Only the stretch of the listing below that runs from the line with "Label a point on each instance of the ribbed" through the line with "Label a point on each instance of the wooden dining" is to be printed, exactly and with both ends.

» **TASK DATA**
|---|
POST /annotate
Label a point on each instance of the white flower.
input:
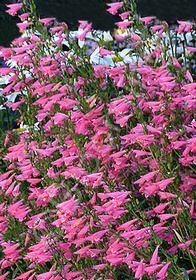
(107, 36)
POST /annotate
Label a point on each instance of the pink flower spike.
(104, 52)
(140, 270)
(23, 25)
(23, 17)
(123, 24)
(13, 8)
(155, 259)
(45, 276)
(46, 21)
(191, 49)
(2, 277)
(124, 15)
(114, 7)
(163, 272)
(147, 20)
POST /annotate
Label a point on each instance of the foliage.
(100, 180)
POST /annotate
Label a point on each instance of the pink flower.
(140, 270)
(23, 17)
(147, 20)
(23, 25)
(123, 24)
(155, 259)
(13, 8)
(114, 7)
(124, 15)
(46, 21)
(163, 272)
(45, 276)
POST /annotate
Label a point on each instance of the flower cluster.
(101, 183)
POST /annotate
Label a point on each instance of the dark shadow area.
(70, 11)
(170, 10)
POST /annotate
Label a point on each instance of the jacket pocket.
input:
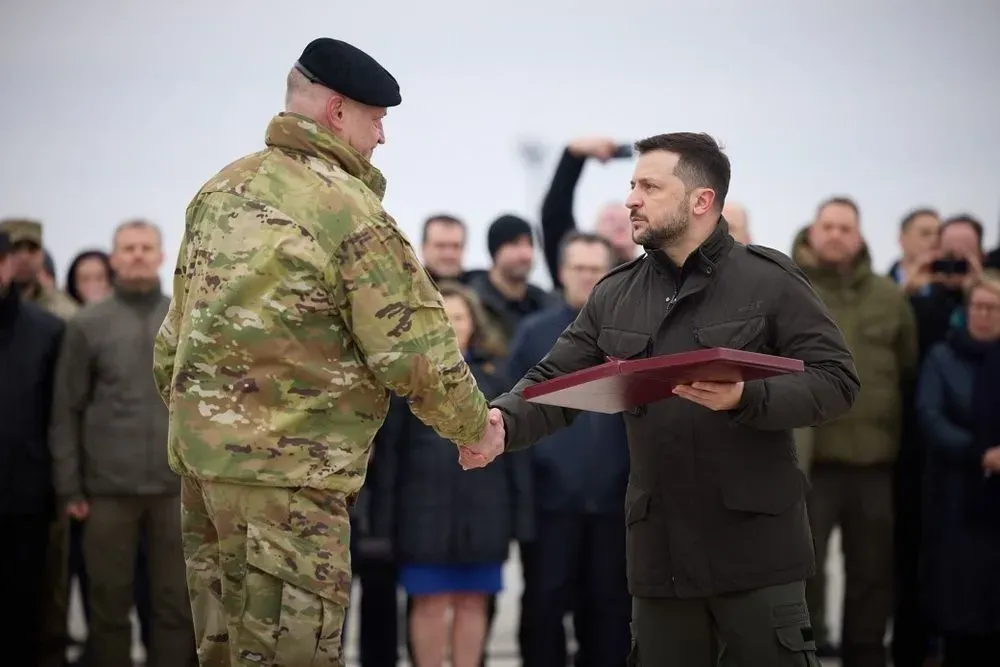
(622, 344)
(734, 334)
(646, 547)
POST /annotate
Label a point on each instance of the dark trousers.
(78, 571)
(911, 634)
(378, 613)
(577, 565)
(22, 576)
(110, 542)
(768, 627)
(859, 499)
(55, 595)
|---|
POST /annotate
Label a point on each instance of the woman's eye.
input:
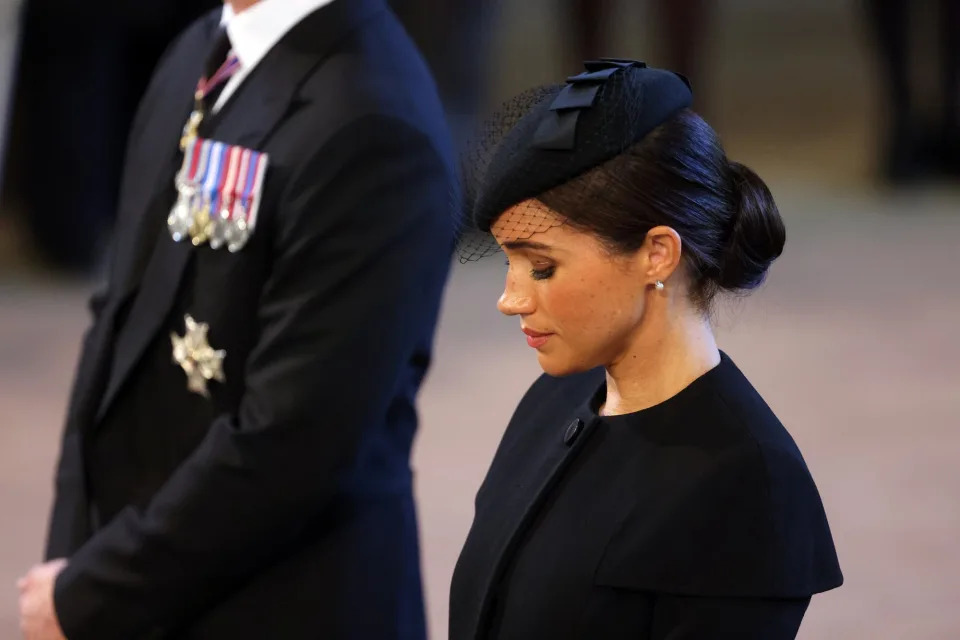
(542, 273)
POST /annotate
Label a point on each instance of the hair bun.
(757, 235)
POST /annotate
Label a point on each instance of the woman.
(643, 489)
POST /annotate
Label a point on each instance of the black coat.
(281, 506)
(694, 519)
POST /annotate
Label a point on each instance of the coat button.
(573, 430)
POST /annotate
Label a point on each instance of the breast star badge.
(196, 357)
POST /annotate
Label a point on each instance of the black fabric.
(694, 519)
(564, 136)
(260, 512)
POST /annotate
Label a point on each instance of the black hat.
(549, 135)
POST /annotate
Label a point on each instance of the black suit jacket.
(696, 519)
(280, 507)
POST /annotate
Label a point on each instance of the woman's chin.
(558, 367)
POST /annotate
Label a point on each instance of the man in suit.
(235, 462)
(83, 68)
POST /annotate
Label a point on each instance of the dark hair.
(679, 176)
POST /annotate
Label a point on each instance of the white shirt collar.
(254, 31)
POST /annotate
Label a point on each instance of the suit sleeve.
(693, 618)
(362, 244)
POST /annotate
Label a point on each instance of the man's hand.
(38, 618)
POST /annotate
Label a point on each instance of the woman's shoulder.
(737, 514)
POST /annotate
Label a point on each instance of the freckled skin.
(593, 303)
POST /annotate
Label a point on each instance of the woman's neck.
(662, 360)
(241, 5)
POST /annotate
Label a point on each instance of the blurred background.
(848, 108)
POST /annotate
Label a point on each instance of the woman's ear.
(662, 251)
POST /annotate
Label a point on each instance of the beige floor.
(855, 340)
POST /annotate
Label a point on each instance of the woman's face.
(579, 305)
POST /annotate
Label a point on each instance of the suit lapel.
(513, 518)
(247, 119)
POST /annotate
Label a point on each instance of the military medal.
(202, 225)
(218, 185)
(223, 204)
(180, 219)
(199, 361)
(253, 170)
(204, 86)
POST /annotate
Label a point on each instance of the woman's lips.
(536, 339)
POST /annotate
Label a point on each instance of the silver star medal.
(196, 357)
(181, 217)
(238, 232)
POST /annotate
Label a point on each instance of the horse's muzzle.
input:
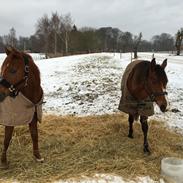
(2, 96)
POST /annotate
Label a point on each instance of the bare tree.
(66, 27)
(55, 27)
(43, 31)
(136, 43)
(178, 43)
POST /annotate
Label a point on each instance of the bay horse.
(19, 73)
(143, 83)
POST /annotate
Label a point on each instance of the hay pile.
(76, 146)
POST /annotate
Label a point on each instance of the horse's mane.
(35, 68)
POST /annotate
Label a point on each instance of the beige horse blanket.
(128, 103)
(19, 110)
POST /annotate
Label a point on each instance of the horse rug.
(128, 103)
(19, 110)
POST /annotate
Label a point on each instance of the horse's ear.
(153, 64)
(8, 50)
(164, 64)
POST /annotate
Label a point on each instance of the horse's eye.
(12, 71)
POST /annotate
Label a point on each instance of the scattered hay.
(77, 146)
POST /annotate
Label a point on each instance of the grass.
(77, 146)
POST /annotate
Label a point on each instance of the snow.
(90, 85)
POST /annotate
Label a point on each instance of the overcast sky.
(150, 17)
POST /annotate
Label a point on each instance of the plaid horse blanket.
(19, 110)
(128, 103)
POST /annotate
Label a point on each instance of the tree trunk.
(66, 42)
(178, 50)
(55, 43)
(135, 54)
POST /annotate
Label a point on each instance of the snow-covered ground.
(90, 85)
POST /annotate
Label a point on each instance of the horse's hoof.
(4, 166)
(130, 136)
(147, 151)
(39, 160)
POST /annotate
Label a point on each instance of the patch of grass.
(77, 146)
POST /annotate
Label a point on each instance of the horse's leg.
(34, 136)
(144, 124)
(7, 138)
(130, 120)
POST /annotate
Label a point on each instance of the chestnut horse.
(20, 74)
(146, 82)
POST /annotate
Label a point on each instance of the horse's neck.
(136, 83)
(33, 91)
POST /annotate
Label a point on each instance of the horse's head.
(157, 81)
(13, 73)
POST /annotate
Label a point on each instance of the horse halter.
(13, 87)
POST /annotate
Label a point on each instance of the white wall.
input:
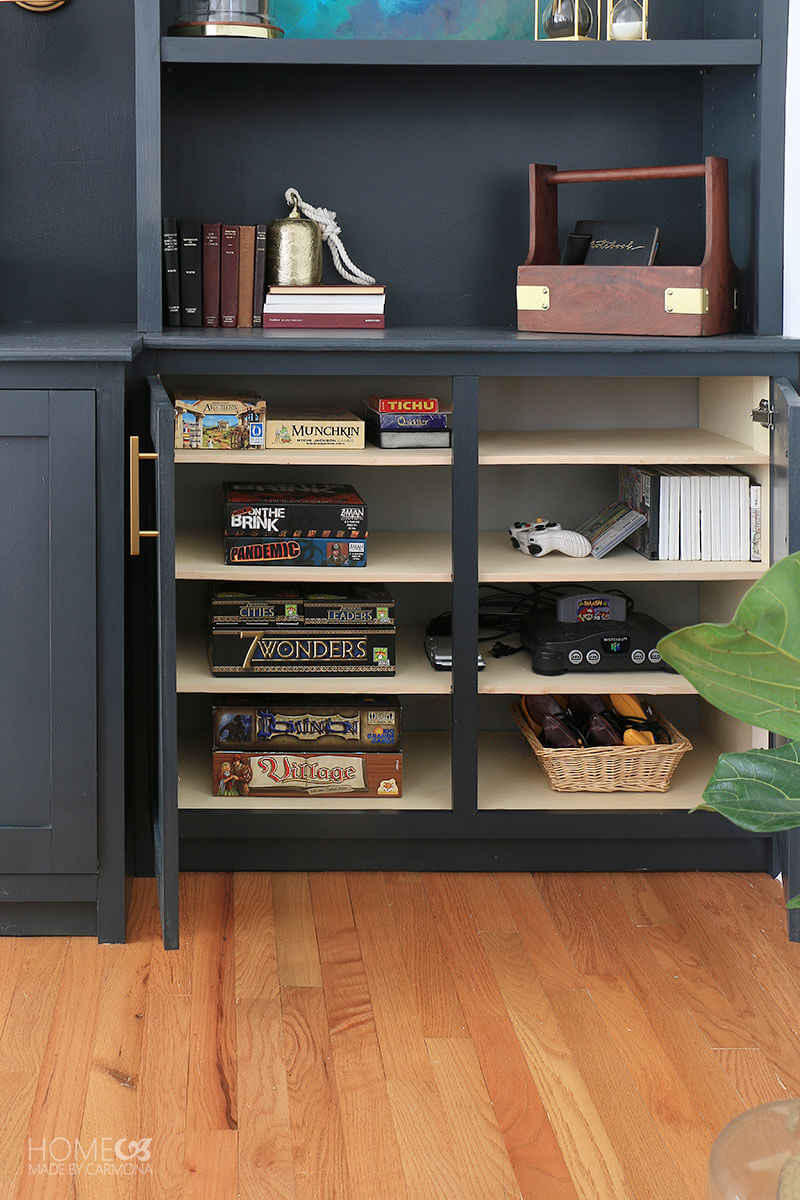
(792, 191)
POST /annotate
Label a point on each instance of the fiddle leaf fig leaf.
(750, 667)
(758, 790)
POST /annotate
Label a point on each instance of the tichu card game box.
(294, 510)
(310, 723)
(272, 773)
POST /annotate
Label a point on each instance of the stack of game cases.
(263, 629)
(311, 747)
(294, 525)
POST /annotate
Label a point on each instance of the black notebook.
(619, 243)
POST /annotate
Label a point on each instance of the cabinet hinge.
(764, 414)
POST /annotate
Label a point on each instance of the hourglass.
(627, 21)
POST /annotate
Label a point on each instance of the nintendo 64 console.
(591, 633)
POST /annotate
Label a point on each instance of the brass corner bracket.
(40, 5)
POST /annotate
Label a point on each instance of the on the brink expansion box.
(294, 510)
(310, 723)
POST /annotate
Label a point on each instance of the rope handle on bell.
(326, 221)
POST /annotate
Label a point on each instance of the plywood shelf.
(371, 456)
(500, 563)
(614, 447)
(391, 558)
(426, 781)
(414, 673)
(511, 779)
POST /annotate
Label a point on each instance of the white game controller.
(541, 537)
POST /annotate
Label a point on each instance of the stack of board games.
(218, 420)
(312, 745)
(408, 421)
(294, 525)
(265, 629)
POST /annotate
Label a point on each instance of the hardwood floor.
|---|
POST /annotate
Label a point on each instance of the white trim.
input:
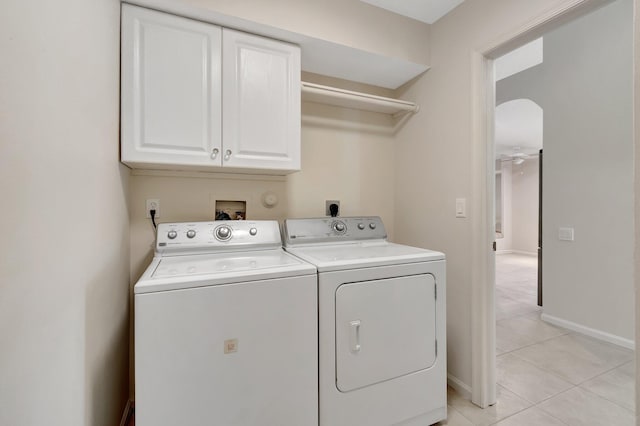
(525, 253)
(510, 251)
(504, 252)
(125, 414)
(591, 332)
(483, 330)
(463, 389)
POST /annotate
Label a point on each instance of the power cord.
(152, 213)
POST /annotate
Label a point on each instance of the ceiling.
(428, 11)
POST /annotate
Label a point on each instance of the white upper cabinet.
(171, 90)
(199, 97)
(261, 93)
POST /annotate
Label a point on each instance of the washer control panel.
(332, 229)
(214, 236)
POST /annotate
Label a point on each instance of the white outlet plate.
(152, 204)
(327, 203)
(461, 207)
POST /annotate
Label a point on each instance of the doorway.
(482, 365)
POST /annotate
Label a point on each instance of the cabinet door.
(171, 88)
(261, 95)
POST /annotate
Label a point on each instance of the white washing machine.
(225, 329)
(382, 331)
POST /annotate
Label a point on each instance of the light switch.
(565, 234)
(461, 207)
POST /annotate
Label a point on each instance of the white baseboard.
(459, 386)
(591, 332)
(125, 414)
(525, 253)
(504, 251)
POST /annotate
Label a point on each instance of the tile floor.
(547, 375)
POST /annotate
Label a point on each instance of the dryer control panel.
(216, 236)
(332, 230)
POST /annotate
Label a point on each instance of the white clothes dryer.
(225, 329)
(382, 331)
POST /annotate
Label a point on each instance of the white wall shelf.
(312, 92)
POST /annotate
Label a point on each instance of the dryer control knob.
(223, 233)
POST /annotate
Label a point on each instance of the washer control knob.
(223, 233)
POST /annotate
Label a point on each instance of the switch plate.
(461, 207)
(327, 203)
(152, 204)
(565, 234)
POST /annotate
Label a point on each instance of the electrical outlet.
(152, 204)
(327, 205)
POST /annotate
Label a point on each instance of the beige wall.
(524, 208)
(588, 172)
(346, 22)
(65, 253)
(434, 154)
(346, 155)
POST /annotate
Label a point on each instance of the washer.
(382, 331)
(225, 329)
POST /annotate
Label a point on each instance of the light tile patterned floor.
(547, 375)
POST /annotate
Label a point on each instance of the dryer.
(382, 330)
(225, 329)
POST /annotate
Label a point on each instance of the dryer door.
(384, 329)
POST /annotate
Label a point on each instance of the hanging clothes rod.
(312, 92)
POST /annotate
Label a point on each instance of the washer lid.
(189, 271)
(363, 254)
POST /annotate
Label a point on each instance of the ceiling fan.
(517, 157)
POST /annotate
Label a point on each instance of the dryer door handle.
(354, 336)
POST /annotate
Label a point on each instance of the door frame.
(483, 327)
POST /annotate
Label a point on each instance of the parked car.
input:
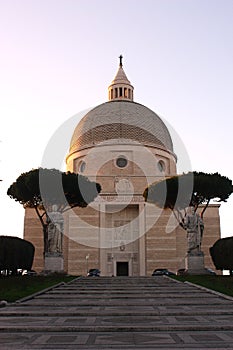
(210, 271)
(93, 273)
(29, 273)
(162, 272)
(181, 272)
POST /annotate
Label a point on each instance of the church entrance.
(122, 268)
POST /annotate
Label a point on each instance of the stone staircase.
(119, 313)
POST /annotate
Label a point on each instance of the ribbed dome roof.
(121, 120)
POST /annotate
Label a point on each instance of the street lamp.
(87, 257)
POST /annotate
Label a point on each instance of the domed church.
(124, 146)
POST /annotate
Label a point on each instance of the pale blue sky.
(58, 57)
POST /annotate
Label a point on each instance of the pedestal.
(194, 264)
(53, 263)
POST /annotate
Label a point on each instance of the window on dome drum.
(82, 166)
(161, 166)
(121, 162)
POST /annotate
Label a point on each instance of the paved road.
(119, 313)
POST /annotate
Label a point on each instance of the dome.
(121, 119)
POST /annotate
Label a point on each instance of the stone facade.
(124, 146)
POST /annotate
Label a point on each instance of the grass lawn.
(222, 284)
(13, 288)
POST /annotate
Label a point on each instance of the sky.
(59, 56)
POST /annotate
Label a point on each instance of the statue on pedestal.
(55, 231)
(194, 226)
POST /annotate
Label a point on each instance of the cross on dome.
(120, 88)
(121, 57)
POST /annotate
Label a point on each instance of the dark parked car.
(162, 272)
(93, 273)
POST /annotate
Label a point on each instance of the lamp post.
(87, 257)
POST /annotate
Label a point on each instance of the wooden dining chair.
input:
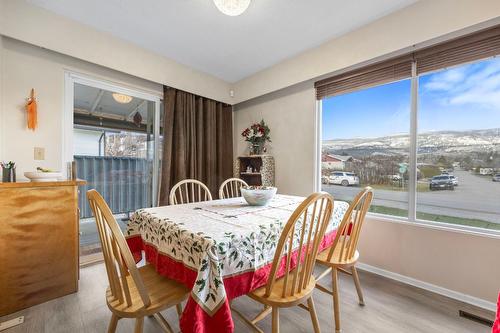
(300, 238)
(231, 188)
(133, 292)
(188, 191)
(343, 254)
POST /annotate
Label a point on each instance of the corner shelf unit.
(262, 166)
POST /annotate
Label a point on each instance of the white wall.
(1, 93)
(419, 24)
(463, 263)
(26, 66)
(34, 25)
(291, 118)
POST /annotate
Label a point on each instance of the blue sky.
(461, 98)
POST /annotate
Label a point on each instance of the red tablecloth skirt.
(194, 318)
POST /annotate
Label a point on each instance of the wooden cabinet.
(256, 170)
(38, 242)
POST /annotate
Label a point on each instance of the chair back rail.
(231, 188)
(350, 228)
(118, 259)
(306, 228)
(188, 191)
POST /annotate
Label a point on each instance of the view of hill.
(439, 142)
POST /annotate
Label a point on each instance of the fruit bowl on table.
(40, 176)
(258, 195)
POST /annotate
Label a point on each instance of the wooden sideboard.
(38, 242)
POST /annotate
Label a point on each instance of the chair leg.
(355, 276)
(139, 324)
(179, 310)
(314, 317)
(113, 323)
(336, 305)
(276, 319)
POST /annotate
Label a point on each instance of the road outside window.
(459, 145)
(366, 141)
|---|
» **ANSWER TO THIS EXERCISE**
Label a point on each instance of the ribbed dome roof.
(121, 120)
POST /annotate
Label a point on each instance of the street lamp.
(87, 257)
POST /annotate
Label a point on each instance of the domed church.
(124, 146)
POST /annotate
Label a point on each instance of the pale blue sky.
(58, 57)
POST /annotate
Label a point on each instance of the pedestal.
(194, 264)
(53, 263)
POST /annotate
Label a point on each instance of the window on dome drum.
(82, 166)
(161, 166)
(121, 162)
POST /annotate
Label a point on each instance of the paved road.
(119, 313)
POST /annotate
Label a point on each instance of the dome.
(121, 119)
POST /annotate
Label a point on each instance of the stone facade.
(124, 146)
POST /annotate
Label a point on each instance of the grass lawn.
(222, 284)
(13, 288)
POST /annotate
Label a point on each instance of the sky.
(59, 56)
POST /annotate
Label a point on each instance of the statue on pedestal.
(55, 231)
(194, 226)
POST /annotate
Label a point on each instance of the cross on dome.
(120, 88)
(121, 57)
POST /annotate
Label a point on each instance of the dark parked car.
(162, 272)
(93, 273)
POST /annotate
Label a point on each instance of the lamp post.
(87, 257)
POST /annotate
Label a point on each instance of the wooden dining chair.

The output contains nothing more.